### INSTRUCTION
Please swap "instance" for "occurrence" in the data from the line containing "the treeline in the photo above." through the line containing "x=359, y=121", inclusive, and give those lines again with nothing else changed.

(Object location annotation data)
+--
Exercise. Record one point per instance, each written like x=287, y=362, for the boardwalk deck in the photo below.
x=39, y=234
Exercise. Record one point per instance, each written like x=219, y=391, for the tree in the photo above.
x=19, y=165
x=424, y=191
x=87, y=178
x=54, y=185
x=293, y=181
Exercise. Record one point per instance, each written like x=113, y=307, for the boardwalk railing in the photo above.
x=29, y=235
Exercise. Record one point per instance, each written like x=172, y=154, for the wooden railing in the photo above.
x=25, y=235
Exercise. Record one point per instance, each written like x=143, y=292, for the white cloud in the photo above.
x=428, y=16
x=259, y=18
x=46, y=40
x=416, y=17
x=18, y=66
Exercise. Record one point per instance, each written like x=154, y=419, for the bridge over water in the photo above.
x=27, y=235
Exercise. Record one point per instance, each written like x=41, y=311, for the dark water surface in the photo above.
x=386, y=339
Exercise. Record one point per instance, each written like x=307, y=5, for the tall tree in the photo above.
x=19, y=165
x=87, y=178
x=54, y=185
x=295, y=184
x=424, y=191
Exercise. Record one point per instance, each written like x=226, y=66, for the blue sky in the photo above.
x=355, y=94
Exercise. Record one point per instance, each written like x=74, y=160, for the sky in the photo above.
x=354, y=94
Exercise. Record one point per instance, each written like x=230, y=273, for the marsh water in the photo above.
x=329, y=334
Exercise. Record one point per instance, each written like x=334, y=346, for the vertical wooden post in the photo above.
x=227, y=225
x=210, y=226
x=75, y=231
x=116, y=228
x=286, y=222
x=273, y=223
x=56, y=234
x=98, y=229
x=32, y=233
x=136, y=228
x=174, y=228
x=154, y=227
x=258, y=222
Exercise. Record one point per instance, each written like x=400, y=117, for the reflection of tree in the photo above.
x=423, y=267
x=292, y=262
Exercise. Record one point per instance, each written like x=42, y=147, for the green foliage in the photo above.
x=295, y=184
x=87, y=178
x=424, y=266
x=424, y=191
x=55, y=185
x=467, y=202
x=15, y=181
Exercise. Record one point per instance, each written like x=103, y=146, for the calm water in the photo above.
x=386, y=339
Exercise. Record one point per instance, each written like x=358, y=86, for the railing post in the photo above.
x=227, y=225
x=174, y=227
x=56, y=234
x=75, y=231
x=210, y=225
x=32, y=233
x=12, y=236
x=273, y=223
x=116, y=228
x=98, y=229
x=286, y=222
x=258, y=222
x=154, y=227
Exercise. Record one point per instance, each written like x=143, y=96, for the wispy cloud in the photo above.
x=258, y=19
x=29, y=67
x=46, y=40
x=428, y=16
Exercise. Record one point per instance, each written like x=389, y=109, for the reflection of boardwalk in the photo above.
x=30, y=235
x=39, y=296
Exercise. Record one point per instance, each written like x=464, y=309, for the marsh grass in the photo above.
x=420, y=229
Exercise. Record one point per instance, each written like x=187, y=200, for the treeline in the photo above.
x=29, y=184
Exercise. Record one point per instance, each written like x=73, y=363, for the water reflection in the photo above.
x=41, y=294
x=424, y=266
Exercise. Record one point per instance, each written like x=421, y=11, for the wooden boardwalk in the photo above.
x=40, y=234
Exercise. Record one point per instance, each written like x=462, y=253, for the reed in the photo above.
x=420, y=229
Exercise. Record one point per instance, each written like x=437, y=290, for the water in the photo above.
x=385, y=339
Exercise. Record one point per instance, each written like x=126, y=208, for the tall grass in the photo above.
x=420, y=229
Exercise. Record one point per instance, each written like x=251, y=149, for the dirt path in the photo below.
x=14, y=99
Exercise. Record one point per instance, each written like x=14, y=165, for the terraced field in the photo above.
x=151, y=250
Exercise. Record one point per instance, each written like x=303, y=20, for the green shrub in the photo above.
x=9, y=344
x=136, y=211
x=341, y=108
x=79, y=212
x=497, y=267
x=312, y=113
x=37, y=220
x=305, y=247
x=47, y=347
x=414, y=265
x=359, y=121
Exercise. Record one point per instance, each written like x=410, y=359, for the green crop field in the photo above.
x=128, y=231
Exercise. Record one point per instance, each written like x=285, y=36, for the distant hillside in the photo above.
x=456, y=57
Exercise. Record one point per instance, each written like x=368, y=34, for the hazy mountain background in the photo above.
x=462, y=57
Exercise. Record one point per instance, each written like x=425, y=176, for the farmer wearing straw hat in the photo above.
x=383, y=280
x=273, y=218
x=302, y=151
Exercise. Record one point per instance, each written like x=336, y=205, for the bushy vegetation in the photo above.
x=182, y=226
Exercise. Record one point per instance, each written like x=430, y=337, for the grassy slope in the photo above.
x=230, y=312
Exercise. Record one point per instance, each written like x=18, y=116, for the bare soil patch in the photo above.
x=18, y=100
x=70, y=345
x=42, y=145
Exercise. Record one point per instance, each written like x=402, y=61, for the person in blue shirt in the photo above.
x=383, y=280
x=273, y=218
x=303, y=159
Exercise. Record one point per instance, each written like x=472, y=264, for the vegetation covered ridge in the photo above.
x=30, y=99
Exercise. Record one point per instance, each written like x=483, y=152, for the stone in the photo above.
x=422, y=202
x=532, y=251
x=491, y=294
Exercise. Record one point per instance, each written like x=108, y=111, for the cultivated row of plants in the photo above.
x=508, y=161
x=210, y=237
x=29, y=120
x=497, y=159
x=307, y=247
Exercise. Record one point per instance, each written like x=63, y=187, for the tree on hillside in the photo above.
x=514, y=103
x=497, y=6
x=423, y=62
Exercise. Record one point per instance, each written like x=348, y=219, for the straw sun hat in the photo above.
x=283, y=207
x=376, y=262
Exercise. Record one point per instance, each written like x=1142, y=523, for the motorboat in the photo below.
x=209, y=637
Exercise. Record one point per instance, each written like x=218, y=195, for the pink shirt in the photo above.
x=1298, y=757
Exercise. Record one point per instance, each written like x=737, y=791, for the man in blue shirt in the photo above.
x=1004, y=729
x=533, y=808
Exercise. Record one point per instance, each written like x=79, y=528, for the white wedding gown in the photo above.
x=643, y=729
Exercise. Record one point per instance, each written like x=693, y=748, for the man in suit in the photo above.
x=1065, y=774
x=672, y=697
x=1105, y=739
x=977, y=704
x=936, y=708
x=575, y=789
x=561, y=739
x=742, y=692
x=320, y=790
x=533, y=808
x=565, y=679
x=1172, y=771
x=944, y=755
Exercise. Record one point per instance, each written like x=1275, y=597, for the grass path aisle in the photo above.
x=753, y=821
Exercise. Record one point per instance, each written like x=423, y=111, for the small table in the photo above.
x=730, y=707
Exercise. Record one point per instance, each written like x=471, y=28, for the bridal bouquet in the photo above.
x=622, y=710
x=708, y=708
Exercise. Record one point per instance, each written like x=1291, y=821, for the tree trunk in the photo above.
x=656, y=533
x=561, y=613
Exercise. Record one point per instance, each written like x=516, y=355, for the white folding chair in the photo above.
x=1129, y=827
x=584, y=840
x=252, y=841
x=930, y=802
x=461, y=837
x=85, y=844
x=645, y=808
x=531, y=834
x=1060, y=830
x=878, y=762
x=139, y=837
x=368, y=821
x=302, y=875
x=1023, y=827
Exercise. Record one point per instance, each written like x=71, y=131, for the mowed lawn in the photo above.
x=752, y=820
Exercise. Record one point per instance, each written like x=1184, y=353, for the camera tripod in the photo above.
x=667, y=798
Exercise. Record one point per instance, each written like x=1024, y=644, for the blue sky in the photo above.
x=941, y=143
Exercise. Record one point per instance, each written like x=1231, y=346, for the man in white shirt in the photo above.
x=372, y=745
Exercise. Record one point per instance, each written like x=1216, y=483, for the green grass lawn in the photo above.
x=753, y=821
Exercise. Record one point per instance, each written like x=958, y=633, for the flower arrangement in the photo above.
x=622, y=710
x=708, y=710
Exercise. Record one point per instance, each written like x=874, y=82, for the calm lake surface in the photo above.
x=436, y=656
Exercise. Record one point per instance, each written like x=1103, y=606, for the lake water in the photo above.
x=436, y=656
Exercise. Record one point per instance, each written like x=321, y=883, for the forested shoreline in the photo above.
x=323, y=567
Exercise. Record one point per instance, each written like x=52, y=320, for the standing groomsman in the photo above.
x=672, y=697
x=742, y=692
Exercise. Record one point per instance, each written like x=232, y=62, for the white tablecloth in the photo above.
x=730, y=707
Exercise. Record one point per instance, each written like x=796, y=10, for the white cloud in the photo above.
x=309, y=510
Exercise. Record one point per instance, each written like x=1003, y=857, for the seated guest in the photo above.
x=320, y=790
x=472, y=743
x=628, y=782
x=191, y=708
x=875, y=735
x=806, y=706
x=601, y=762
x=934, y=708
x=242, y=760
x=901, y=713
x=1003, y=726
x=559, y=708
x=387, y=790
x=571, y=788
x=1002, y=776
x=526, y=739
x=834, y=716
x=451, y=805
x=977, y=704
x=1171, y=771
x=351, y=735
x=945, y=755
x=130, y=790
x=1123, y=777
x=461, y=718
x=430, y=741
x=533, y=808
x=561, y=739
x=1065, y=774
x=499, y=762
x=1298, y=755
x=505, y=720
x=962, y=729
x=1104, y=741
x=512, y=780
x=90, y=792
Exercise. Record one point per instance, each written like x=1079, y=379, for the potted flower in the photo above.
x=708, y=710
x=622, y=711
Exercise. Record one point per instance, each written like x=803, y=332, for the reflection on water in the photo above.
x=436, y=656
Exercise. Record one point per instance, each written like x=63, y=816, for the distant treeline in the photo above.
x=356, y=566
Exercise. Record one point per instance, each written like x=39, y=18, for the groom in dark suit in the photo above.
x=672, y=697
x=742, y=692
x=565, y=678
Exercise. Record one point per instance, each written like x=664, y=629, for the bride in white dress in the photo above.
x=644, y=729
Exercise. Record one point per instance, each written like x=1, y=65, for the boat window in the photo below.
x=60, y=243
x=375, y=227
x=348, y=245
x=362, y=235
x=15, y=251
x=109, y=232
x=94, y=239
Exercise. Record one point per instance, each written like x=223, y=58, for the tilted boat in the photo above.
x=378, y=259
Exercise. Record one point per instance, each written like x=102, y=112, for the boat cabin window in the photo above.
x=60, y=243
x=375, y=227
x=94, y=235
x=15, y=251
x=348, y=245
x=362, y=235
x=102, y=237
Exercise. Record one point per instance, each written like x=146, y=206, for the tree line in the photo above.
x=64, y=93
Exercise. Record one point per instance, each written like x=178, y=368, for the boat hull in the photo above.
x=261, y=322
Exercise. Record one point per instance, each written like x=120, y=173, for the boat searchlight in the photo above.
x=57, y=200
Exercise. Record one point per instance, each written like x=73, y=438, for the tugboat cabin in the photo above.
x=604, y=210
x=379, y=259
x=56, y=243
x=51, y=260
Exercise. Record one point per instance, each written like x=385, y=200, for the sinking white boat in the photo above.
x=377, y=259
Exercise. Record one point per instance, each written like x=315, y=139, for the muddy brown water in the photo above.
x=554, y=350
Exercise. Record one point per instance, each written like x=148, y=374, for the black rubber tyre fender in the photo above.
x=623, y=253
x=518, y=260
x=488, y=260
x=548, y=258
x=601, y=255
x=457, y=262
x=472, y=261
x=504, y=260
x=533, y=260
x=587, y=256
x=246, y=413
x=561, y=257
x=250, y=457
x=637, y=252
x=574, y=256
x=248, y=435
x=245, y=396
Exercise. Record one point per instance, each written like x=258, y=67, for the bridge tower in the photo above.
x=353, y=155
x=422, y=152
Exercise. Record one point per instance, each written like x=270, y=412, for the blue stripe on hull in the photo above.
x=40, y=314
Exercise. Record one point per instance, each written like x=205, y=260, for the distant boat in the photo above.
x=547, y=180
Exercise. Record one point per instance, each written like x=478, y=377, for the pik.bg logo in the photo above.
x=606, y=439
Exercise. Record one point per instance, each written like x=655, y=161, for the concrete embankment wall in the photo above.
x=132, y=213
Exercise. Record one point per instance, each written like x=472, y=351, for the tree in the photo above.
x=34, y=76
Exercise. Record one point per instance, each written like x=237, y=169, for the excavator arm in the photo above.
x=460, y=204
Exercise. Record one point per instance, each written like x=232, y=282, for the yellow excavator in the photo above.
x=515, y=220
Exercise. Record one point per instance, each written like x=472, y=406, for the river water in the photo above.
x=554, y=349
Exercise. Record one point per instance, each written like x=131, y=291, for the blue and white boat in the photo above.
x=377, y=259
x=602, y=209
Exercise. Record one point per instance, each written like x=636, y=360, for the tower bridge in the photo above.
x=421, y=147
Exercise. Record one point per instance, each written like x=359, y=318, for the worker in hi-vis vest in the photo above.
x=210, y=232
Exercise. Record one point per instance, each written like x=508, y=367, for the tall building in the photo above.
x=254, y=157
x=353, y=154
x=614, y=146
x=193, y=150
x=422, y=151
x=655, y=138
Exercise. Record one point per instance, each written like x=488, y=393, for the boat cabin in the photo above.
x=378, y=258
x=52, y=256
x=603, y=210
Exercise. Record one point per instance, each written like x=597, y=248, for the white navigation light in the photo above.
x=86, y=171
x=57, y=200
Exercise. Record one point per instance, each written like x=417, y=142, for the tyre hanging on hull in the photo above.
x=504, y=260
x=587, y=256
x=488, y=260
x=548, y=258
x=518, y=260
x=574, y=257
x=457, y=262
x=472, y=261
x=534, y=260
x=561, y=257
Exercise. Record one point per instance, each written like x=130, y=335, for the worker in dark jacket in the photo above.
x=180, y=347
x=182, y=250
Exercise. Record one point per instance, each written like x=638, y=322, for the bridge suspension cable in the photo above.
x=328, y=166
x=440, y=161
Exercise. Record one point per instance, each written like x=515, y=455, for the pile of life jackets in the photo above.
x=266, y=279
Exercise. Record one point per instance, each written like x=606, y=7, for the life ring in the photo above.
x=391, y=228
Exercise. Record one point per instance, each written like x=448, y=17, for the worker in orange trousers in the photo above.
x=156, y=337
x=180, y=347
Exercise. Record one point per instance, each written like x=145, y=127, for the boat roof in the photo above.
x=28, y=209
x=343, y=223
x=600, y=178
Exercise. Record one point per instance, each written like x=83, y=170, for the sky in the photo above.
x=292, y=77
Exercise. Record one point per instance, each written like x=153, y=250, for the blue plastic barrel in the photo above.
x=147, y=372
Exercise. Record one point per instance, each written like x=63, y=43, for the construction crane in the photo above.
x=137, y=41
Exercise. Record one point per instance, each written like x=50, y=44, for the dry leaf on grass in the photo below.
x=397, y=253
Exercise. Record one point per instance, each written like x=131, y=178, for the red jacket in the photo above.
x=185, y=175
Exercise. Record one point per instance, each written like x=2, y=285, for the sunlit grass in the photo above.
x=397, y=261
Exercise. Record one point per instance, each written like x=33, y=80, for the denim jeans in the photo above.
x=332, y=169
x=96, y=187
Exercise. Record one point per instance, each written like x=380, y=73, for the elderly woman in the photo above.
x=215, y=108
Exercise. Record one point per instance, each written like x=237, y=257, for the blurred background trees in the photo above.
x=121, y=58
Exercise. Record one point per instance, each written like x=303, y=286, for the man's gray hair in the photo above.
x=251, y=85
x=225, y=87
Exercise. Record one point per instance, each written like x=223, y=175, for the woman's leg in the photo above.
+--
### CORRECT RESPONSE
Exercise. Record one point per occurrence, each written like x=187, y=200, for the treeline in the photo above.
x=29, y=184
Exercise. Record one point per occurrence, each written like x=73, y=363, for the water reflection in the photo above.
x=41, y=294
x=424, y=266
Exercise. Record one point per occurrence, each written like x=421, y=11, for the wooden boardwalk in the photo above.
x=40, y=234
Exercise. Record one point per occurrence, each written like x=462, y=253, for the reed in the photo above.
x=420, y=229
Exercise. Record one point per occurrence, each written like x=437, y=290, for the water in the photo above.
x=385, y=339
Exercise. Record one point per occurrence, each written like x=126, y=208, for the tall grass in the photo above.
x=420, y=229
Exercise. Record one point per occurrence, each written like x=251, y=149, for the dirt path in the photo below.
x=14, y=99
Exercise. Record one point per occurrence, each written like x=14, y=165, for the terraced field in the photo above.
x=151, y=250
Exercise. Record one point per occurrence, each written like x=303, y=20, for the green shrub in the photo above.
x=9, y=344
x=136, y=211
x=341, y=108
x=79, y=212
x=497, y=267
x=312, y=113
x=37, y=220
x=305, y=247
x=47, y=347
x=414, y=265
x=359, y=121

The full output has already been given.